Items from a dataset
**********
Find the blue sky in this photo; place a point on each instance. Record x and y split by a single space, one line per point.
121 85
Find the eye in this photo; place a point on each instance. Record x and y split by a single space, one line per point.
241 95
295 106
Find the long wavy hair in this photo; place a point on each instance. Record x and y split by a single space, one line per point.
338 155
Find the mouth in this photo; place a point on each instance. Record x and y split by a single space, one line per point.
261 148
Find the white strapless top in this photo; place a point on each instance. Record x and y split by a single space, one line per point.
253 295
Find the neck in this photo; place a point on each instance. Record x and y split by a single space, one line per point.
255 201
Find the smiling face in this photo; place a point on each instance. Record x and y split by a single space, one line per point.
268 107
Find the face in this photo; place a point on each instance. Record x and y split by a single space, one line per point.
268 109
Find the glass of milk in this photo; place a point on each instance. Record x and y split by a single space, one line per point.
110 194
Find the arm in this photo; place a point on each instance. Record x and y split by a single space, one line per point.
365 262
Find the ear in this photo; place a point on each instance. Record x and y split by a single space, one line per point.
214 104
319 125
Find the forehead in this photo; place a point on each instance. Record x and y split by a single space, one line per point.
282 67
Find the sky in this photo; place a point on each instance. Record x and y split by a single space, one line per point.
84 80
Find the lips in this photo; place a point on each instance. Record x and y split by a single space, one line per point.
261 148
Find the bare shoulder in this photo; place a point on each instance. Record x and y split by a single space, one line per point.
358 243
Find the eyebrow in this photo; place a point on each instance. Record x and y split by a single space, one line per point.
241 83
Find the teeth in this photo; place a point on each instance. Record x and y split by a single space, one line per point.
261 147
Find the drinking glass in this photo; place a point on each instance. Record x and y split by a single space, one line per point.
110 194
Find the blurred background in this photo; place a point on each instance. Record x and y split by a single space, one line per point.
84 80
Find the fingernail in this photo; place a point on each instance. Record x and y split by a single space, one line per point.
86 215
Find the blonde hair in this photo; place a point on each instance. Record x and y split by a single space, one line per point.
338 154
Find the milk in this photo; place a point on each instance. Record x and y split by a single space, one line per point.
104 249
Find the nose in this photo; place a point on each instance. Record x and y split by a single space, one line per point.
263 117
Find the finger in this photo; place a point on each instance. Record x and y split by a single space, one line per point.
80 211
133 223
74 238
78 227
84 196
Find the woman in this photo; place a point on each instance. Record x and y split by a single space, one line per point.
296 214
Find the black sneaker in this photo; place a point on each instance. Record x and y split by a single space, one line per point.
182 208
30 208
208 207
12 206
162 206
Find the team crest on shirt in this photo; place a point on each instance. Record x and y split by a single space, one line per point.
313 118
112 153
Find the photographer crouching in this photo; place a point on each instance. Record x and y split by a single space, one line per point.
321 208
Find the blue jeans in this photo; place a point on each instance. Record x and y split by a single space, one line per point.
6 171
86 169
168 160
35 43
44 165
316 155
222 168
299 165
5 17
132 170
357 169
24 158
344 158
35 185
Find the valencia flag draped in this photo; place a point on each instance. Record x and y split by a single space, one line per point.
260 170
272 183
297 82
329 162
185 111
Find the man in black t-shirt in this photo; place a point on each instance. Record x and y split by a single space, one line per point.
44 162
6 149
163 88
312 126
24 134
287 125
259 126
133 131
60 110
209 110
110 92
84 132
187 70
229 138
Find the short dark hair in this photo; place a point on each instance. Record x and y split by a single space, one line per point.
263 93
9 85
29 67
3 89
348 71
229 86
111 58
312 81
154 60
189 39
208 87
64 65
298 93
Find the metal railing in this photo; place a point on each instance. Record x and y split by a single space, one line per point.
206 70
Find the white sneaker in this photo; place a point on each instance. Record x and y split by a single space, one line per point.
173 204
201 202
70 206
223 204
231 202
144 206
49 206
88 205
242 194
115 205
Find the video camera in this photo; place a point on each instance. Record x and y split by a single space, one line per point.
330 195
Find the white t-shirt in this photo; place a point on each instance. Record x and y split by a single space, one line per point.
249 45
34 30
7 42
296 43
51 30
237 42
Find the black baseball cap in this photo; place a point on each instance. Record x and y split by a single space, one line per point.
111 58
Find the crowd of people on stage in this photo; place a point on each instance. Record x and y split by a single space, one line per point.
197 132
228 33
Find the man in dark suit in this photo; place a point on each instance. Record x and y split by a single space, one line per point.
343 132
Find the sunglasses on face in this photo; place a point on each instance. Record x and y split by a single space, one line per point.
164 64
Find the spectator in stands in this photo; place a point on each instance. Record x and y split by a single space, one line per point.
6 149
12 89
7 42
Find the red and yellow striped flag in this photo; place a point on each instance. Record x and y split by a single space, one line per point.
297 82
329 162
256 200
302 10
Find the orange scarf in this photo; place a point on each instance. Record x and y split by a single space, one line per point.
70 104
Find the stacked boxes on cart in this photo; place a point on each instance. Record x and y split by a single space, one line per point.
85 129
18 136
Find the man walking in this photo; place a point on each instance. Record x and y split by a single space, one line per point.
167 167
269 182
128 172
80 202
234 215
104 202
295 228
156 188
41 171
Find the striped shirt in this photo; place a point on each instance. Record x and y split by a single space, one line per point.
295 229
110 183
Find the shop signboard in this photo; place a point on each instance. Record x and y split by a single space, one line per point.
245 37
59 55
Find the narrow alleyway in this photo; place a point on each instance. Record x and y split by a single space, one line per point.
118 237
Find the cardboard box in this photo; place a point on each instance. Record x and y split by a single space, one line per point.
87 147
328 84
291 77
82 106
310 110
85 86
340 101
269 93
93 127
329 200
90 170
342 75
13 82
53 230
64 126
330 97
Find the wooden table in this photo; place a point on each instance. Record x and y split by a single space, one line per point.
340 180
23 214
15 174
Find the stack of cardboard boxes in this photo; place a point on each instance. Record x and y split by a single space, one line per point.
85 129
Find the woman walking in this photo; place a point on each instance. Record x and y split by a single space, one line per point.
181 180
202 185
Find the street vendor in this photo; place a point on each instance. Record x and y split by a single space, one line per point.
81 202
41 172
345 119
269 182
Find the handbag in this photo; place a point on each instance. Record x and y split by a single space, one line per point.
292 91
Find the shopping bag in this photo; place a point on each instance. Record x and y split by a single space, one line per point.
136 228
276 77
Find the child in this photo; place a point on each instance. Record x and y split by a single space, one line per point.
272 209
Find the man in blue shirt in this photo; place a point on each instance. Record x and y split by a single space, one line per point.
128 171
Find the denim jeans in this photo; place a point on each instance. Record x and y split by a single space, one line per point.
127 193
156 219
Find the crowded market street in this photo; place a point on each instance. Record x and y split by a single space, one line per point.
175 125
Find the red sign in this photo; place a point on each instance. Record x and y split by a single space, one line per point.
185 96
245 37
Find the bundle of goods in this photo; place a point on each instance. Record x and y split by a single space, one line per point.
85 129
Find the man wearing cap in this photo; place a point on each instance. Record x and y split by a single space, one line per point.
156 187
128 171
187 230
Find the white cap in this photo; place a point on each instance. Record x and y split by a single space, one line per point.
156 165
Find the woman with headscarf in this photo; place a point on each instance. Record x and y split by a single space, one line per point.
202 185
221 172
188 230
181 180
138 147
**********
● TASK BRIEF:
Repeat the whole of the data above exactly as it appears.

● RESPONSE TO THIS TASK:
Find the blue sky in this photo; place a point on each instance. Record x and y split by a single space, one line per point.
121 85
Find the eye in this photo; place a point on each instance. Record x and y split by a single space, one line per point.
241 95
295 106
Find the long wavy hair in this photo; place a point on each instance. Record x and y split by a single space, one line per point.
338 155
Find the mouth in this photo; place a point on each instance. Record x and y split by a single space, one line per point.
261 148
Find the white strapless top in this photo; place a point on each instance. Record x and y split by a single space, one line per point.
253 295
Find the neck in this photo; place a point on each instance. Record x and y split by a single space, one line per point.
255 201
Find the smiling face in this photo; place a point on each instance. Record x and y split by a single space, one line per point.
268 107
Find the face in this photo; place a point on each instance. Record x and y split by a single space, one line per point.
268 109
Find the glass of milk in this photo; place a point on each instance. Record x and y split by a single space, one line per point.
110 194
Find the arm in this photo; place a point on each instance. Record x and y split by a single space, one line per point.
365 262
Find the ear in this photo; place a point on each instance. Record x and y split by a single space, one line per point.
214 104
319 125
Find the forehead in this photo; place a point on each instance. Record x and y split by a single space, one line per point.
282 67
Find the sky in this photo; place a point on each instance. Record x and y split by a single space, one line per point.
84 80
Find the lips in this photo; place a point on each instance. Record x and y split by a single space, one line per point.
261 148
Find the bare shoulder in this photo; place a point on each instance. Record x and y split by a single space, one line per point.
358 243
Find the eyebrow in this photo; place a point on each instance. Record x and y split by a single space, one line per point.
241 83
Find the teeth in this photo; place a point on each instance. Record x and y split by a single space, one line per point.
261 147
Find the drinking glass in this photo; place a point on each instance. Record x and y split by a single space, one line per point.
110 194
Find the blurred background in this photo; place a point on each instance. Record x and y split by a single space, one line per point.
84 80
Find the fingernail in this photo; place a point on each instance. Record x and y split by a single space, one line per point.
86 215
Find the blonde hair in this photo; place a point on each instance. Record x and y split by a single space, one line per point.
338 154
Find the milk in this photo; place a point on each instance. Record x and y split by a single space, one line per point.
104 249
Find the nose in this photo; place a point on each instance. Record x and y split by a single space, one line per point.
263 117
Find the finger in this photo; place a point on each instance. Record x and y split by a single space, one line per point.
80 211
133 223
74 238
78 227
84 196
Find the woman in this photo; place a point on each instance. Record x and y split by a single space, one line per point.
296 214
Find the black sneaker in this photo; place a point on each instance. Record x and y split by a single space, one line per point.
182 208
30 208
208 207
12 206
162 206
Find the team crest on shirt in this photo; place a point on each instance. Record x and y split by a single space, one line per point.
313 118
112 153
Find the photographer crouching in this photo; place a point on each instance. Record x and y split by a single space, one line per point.
321 208
Find the blue jeans in this photo; place a point on each instance. Record x and y split by a single space, one line per point.
6 171
86 169
168 160
35 43
44 165
316 155
222 168
299 165
5 17
132 170
357 169
24 158
344 158
35 185
Find the valencia flag draped in this photo; place a point on each instance. Record x and y split by a single space, one line per point.
260 170
272 183
297 82
329 162
185 111
Find the man in black t-shirt in this photo; place a point on each instance. Record x and y split by a single space, one line per point.
44 162
6 149
163 88
312 126
24 134
287 125
259 126
133 131
60 110
209 110
110 92
84 132
187 70
229 138
Find the short dark hair in this photo; place a point on each instance. Record x and y split by a single space, one line per point.
263 93
9 85
29 67
3 89
348 71
229 86
111 58
312 81
154 60
189 39
208 87
64 65
298 93
Find the metal railing in this photo; place a point on each instance. Record x and y split by a single space, one line per point.
206 70
Find the white sneaker in this photo; place a point on each instance. Record x and y split by a single space, one line per point.
173 204
201 202
70 206
223 204
231 202
144 206
49 206
88 205
242 194
115 205
Find the video camera in this photo; place a point on each instance. Record x and y split by a single space, one line per point.
330 195
Find the white t-shirt in this photo; place a point on each instance. Record x and y split by a single space, one line per point.
249 45
34 30
7 42
296 43
51 30
237 42
Find the black baseball cap in this photo; place a point on each instance. Record x and y split by a single space, one line per point.
111 58
Find the crowd of people on stage in this photo; place a point on each instance. Record x and y split by a single space, one line per point.
197 132
228 33
Find the man in dark suit in this photo; place a point on each instance. Record x and y split by a single space, one line per point.
343 132
Find the sunglasses on face in this photo; place a point on each instance. Record x and y split by a single space, one line per point.
164 64
Find the spectator in stands in this photo; place a point on each instance. Record x and y split by a single space, one line per point.
6 149
12 89
7 42
Find the red and yellow striped flag in this photo; place a point on each instance. Record x and y split by a single space, one line per point.
297 82
329 162
256 200
302 10
Find the orange scarf in this photo; place a point on each instance. Record x and y split by a single space, one line per point.
70 104
Find the stacked boxes on cart in this photo; place a point on each instance. Record x and y split by a single space, one line per point.
85 129
18 136
Find the man walking in this photo; place a point on each instance. Record x and y split by a single space, one line per point.
167 167
269 182
128 172
80 202
234 215
104 202
295 228
156 188
41 171
Find the striped shirt in this photo; place a point on each instance. Record x and y split by a single space, one line per point.
295 229
110 183
Find the shop signboard in this photo; place a point on each instance. Record x and y split by a single space, one line per point.
245 37
59 55
Find the narrow alleyway in this photo; place a point on each instance. Record x and y split by a single space, one line per point.
118 237
Find the cardboard box in this photo; place a point on each instance. Record x and y split by a single space, one line per point.
87 147
328 84
291 77
82 106
310 110
85 86
340 101
269 93
93 127
329 200
90 170
342 75
13 82
53 230
64 126
330 97
Find the wooden table in this photo; place a point on each instance. Record x and y split by a single space, one line per point.
340 180
23 214
15 174
Find the stack of cardboard boxes in this photo; place a point on each instance. Record x and y split by a single space, one line per point.
85 129
Find the woman walking in this photo; place a point on each instance. Record x and y split by a single space, one line per point.
181 180
202 185
Find the street vendor in this photo; place a point on each instance. Record x and y split by a single space, one line per point.
81 202
41 172
345 119
269 182
Find the handbag in this photo; place a point on each instance. Record x and y split by a single space, one line per point.
292 91
Find the shopping bag in this photo; place a point on each instance. Record x and y split by a single space, one line per point.
136 228
276 77
Find the child in this photo; place a point on each instance. Record x and y split by a single space, one line per point.
272 209
Find the man in blue shirt in this photo; place a point on each instance. Record x and y split by a single space, one line per point.
128 171
Find the denim jeans in this photo; place a point on each instance. Record x and y split by a single space, one line per point.
127 193
156 219
Find the crowded market street in this photo; place a point on each instance. Record x and y split by a single space, one line per point.
175 125
Find the red sign in this photo; place a point on each instance. Record x and y split by a single space, one line per point.
185 96
245 37
Find the bundle of goods in this photo; place a point on each instance. Record x and y split by a single space, one line per point.
85 129
Find the man wearing cap in this photo; place a point on each instance. Record x and y split by a single space, one line per point.
156 187
128 171
187 230
Find the white cap in this photo; place a point on each instance. Record x and y split by a single space, one line per point.
156 165
Find the woman with headscarf in this photo; place a point on each instance. Record x and y split by a single space, one line per point.
202 185
221 172
188 230
181 180
138 147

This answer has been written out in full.